**EXTRACTED TEXT:**
EVENTS & DISCOVERIES
Heidi: a Profile
The most eminently placed and underreported bitch in America is undoubtedly the 3-year-old, ash-colored Weimaraner named Heidi who lives in the White House and answers to the whistle of the President of the United States. Heidi, a quick-moving, pointer-shaped animal bred for hunting and ghostly good looks, is the first White House dog since Franklin Roosevelt's testy, possibly basically Republican, little Scottish terrier Fala. From the notes of an old Washington dog watcher, who thinks it is high time somebody sketched a short profile of Heidi, we offer the following current report:
Heidi does not yet have the mature savoir-faire, rakish aplomb or superior poise of Fala. Moreover, her master does not give her much chance to romp at the feet of visiting prime ministers or otherwise shine in society. But Heidi is having a ball anyway.
With hot weather, Heidi has been slipping into the Presidential working quarters oftener and oftener, since she likes the air conditioning as well as anybody else. She comes scratching (Weimaraners are good scratchers) at one of the doors of her master's office that opens onto the White House terrace. Master can usually be counted upon to let her in. Sooner or later there is another open door, and Heidi rambles down the hall. She likes to make for General Jerry Persons' office, roll over on her back and let the general scratch her stomach.
On Heidi's collar is a little brass tag that reads: "President Eisenhower." This is very imposing, but not to other dogs. Until Ike had Heidi spayed, there was a certain problem with dogs bearing no White House credentials (possibly even Democrats) slipping through the iron fence and pursuing Heidi, while sweating White House policemen pursued them. Heidi is also sometimes slack about her housebreaking training and has been forgetful a few times in the diplomatic reception room on the ground floor of the White House proper.
Worse yet is a still more delicate problem—and it would be best if Oregon's Senator Dick Neuberger never heard of it. Heidi has, once or twice, trotted proudly up to White House attendants and dumped the body of a squirrel at their feet in loyal generosity. Since Senator Neuberger raised such a ruckus about the mere deportation of squirrels, he might go berserk at this news—unless he is a balance-of-nature advocate. In any case, the squirrels are getting very wary of Heidi.
Ask the Man Who Owned One
Sixty years ago a young manufacturer of Warren, Ohio, after driving two European cars and a Winton, set about building his own automobile in a shed attached to his arc-light factory. It appears that James Ward Packard did not intend to make a luxury car, since the early accounts merely stress the fact that the Packard would climb a hill.

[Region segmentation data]
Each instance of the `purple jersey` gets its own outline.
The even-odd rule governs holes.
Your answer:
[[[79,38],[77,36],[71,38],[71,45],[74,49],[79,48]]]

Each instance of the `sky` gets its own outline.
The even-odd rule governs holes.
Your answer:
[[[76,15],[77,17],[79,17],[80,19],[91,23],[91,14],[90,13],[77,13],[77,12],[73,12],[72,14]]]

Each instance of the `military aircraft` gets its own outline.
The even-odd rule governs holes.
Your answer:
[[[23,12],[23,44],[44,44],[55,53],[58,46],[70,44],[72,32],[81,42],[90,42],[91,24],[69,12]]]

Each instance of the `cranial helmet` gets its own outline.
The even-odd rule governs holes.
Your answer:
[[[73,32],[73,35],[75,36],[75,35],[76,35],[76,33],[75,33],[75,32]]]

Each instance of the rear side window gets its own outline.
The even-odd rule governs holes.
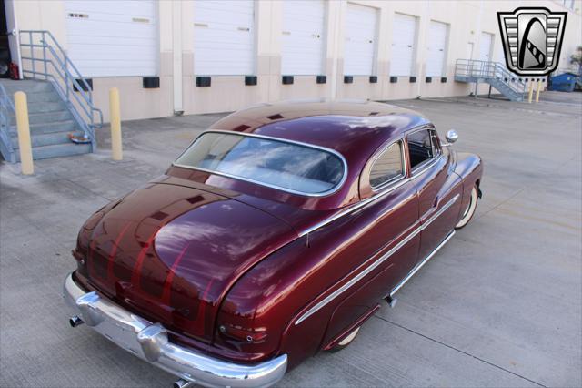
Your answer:
[[[200,135],[174,164],[303,195],[336,189],[346,168],[328,149],[236,132]]]
[[[410,168],[415,168],[433,158],[435,146],[432,143],[432,136],[428,129],[421,129],[411,133],[406,137],[408,140],[408,151],[410,152]]]
[[[376,189],[403,176],[402,142],[396,141],[380,154],[372,165],[370,186]]]

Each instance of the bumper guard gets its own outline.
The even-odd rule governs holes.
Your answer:
[[[70,273],[64,298],[95,332],[117,346],[181,379],[208,387],[266,387],[286,370],[287,356],[244,365],[212,358],[168,341],[167,331],[116,305],[95,291],[86,292]]]

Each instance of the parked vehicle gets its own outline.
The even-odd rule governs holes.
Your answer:
[[[95,212],[65,297],[188,382],[266,386],[362,324],[475,214],[479,157],[379,103],[265,104]]]

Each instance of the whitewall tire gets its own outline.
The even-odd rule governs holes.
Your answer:
[[[463,210],[463,217],[458,221],[457,225],[455,225],[455,229],[461,229],[473,218],[475,214],[475,210],[477,209],[477,203],[479,200],[479,193],[477,185],[473,186],[473,189],[471,190],[471,196],[469,198],[469,203],[467,205],[467,208]]]

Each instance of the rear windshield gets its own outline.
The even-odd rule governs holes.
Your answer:
[[[345,174],[330,150],[237,133],[204,133],[174,164],[306,195],[330,193]]]

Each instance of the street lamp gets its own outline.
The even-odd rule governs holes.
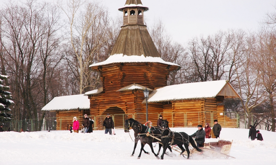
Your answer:
[[[145,96],[145,98],[146,98],[146,122],[147,121],[147,99],[149,97],[149,93],[150,91],[147,89],[147,87],[146,87],[146,89],[145,89],[144,91],[144,95]]]

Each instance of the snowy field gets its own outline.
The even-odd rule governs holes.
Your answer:
[[[197,128],[173,128],[190,135]],[[131,134],[134,139],[133,131]],[[8,164],[275,164],[276,133],[260,130],[263,141],[248,139],[249,130],[223,128],[221,139],[231,140],[233,143],[229,158],[211,158],[193,157],[188,160],[179,156],[166,155],[158,160],[147,145],[141,159],[137,159],[140,148],[139,141],[134,156],[131,157],[134,143],[128,133],[116,129],[115,135],[104,134],[104,131],[90,134],[70,133],[69,131],[33,132],[0,132],[0,165]],[[217,141],[208,139],[206,142]],[[154,148],[156,153],[158,145]],[[161,152],[163,150],[161,149]],[[159,155],[159,157],[161,154]]]

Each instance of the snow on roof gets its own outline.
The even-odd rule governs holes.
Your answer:
[[[65,111],[90,108],[90,100],[83,94],[55,97],[42,108],[42,111]]]
[[[157,102],[215,97],[228,82],[221,80],[187,83],[162,87],[149,96],[149,102]],[[143,103],[145,101],[144,101]]]
[[[88,91],[87,92],[85,92],[84,94],[85,96],[88,96],[89,95],[95,95],[103,91],[103,87],[100,88],[99,89],[95,89],[93,91]]]
[[[146,87],[140,85],[139,84],[134,83],[134,84],[132,84],[131,85],[124,87],[123,88],[121,88],[118,91],[117,91],[116,92],[132,91],[134,89],[140,89],[144,90],[146,89]],[[147,88],[147,89],[150,91],[153,91],[152,89],[150,89],[149,88]]]
[[[89,67],[99,66],[114,63],[125,63],[131,62],[155,62],[164,64],[170,65],[179,65],[174,63],[166,62],[160,57],[145,57],[143,55],[123,55],[122,54],[115,54],[109,56],[105,61],[89,66]]]
[[[122,11],[123,9],[124,9],[125,8],[127,8],[128,7],[143,7],[143,8],[145,8],[144,9],[145,11],[146,12],[148,11],[149,9],[149,8],[147,7],[146,7],[144,6],[143,6],[142,4],[126,4],[125,5],[125,6],[123,6],[122,7],[120,7],[118,9],[119,11]]]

**CHALLENGE:**
Could you continue the magazine column about Heidi and the Packard car, starting right after its last sentence? These lines are separate material, unrelated to the magazine column.

**EXERCISE RESPONSE:**
Packard was a thoughtful individual with rimless pince-nez and the benign expression of President William McKinley, whom he resembled. He got his first car on the market in 1899 and sold it for $1,250. Then he exhibited at Madison Square Garden and sold three Packards to William Rockefeller, shortly thereafter selling the whole firm to Henry Joy, a Detroit playboy, who proceeded to make ownership of a Packard an American symbol of success, wealth, prestige, happiness and the joy of life.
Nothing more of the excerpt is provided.